Questions:
**A.** In the preeclampsia study summary, at what protein-to-creatinine ratio cutoff point were maximum sensitivity and specificity found for obese patients?
**B.** Reproduce the stretch of the preeclampsia study summary from "Using the previously" through "less than 30).", word for word.

Excerpt provided:
[Start of section]

In a poster presentation at the annual American College of Obstetricians and Gynecologists meeting in 2014, Rodrigue et al concluded that a protein-to-creatinine ratio of greater than or equal to 0.24 optimizes sensitivity and specificity. An optimal cutoff to diagnose preeclampsia helps in the appropriate and timely treatment of affected individuals. There has been little research on how race and body mass index (BMI, calculated as weight (kg)/[height (m)]2
) affect laboratory values for preeclampsia. Our objective was to determine whether there is a correlation between race and BMI on the overall cutoff for the optimal protein-to-creatinine ratio for the diagnosis of preeclampsia.
Using the previously collected data from Rodrigue et al, we retrospectively identified pregnant patients evaluated for preeclampsia who had both 24-hour timed urine collection and protein-to-creatinine ratio collected within 30 hours. Using 300 mg urine protein as diagnostic for preeclampsia, protein-to-creatinine ratios were analyzed by testing individual cutoff points. A receiver operating characteristic curve was constructed to determine maximum sensitivity and specificity and the area under the curve (AUC). We determined the optimal cutoff point for African Americans and Caucasians as well as for patients who are obese (BMI greater than 30) and nonobese (BMI less than 30).
One hundred eighty-eight patients were analyzed. One hundred five were African American (55.85%), for whom a maximum sensitivity (79.41%) and specificity (69.23%) were found at a protein-to-creatinine ratio cutoff point of 0.20; the AUC is 0.88 (95% confidence interval [CI] 0.81–0.95). Seventy-three patients were Caucasian (38.8%) and maximum sensitivity (84.00%) and specificity (84.78%) were found at a protein-to-creatinine ratio cutoff point of 0.27; the AUC is 0.88 (95% CI 0.79–0.98). One hundred seven obese patients were analyzed; maximum sensitivity (78.38%) and specificity (75.86%) were found at a protein-to-creatinine ratio cutoff point of 0.21; the AUC is 0.88 (95% CI 0.81–0.95). Eighty-one patients were nonobese; maximum sensitivity (83.33%) and specificity (84.21%) were found at a protein-to-creatinine ratio cutoff point of 0.25; the AUC is 0.89 (95% CI 0.80–0.98).

[End of section]

Given information:
[Start of section]

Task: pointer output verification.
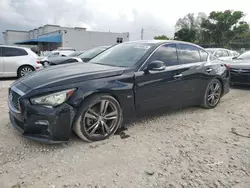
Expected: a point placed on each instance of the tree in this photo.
(188, 28)
(222, 28)
(161, 37)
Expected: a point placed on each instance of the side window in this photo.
(225, 53)
(219, 53)
(213, 58)
(188, 54)
(167, 54)
(9, 52)
(119, 40)
(203, 55)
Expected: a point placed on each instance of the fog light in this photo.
(42, 122)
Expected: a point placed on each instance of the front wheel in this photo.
(212, 94)
(98, 118)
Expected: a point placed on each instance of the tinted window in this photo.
(123, 55)
(188, 54)
(203, 55)
(225, 53)
(245, 55)
(219, 53)
(166, 54)
(9, 52)
(212, 58)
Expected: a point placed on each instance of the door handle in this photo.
(177, 76)
(209, 70)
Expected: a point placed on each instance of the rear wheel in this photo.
(24, 70)
(98, 118)
(212, 94)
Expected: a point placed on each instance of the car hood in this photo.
(240, 64)
(59, 59)
(68, 74)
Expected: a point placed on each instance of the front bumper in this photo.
(49, 125)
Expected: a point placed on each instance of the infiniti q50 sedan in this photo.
(94, 98)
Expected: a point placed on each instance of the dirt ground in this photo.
(185, 148)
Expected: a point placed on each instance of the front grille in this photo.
(240, 71)
(14, 98)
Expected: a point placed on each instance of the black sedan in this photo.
(94, 98)
(240, 69)
(76, 57)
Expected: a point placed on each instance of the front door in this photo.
(155, 89)
(192, 61)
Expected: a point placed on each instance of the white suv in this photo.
(17, 61)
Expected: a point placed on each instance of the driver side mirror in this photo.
(156, 66)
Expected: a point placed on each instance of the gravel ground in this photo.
(185, 148)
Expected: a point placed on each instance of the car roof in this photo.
(15, 47)
(217, 49)
(159, 42)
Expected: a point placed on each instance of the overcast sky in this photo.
(156, 17)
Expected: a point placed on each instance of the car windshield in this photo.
(74, 54)
(211, 51)
(122, 55)
(245, 55)
(93, 52)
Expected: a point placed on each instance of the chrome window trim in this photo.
(151, 55)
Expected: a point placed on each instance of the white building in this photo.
(50, 37)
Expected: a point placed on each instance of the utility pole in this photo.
(142, 30)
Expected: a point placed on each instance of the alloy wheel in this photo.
(214, 93)
(101, 118)
(25, 71)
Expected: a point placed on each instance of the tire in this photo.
(24, 70)
(212, 94)
(93, 125)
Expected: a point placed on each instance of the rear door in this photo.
(1, 61)
(11, 58)
(191, 82)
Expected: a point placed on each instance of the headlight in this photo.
(53, 99)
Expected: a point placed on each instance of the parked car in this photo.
(82, 57)
(93, 98)
(72, 58)
(87, 56)
(221, 53)
(235, 53)
(17, 61)
(240, 69)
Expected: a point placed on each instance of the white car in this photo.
(56, 53)
(221, 53)
(17, 61)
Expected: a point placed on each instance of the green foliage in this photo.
(223, 27)
(188, 28)
(185, 34)
(161, 37)
(220, 28)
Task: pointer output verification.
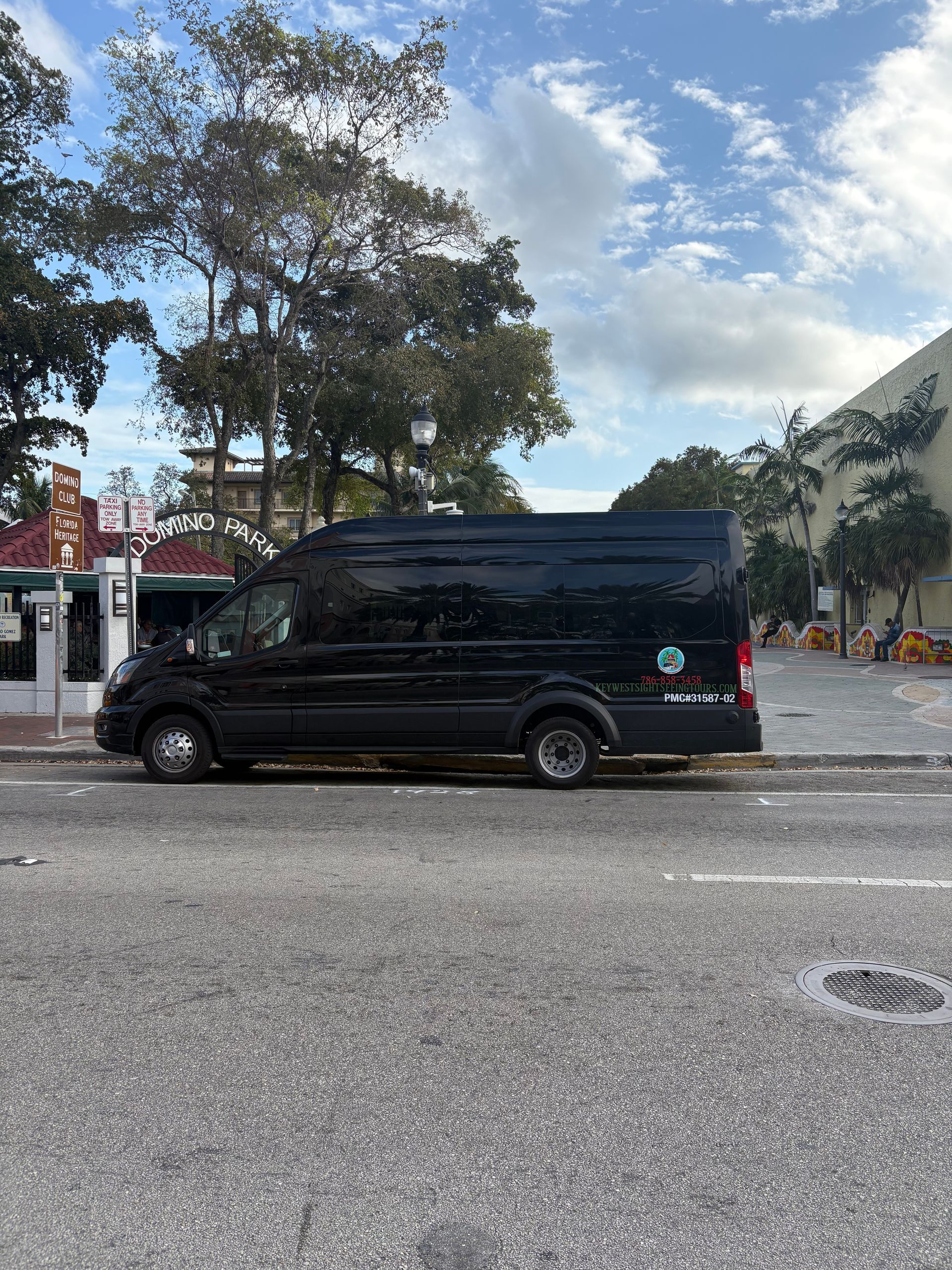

[End of section]

List of answers:
**A.** The cutoff point for obese patients was 0.21.

**B.**
Using the previously collected data from Rodrigue et al, we retrospectively identified pregnant patients evaluated for preeclampsia who had both 24-hour timed urine collection and protein-to-creatinine ratio collected within 30 hours. Using 300 mg urine protein as diagnostic for preeclampsia, protein-to-creatinine ratios were analyzed by testing individual cutoff points. A receiver operating characteristic curve was constructed to determine maximum sensitivity and specificity and the area under the curve (AUC). We determined the optimal cutoff point for African Americans and Caucasians as well as for patients who are obese (BMI greater than 30) and nonobese (BMI less than 30).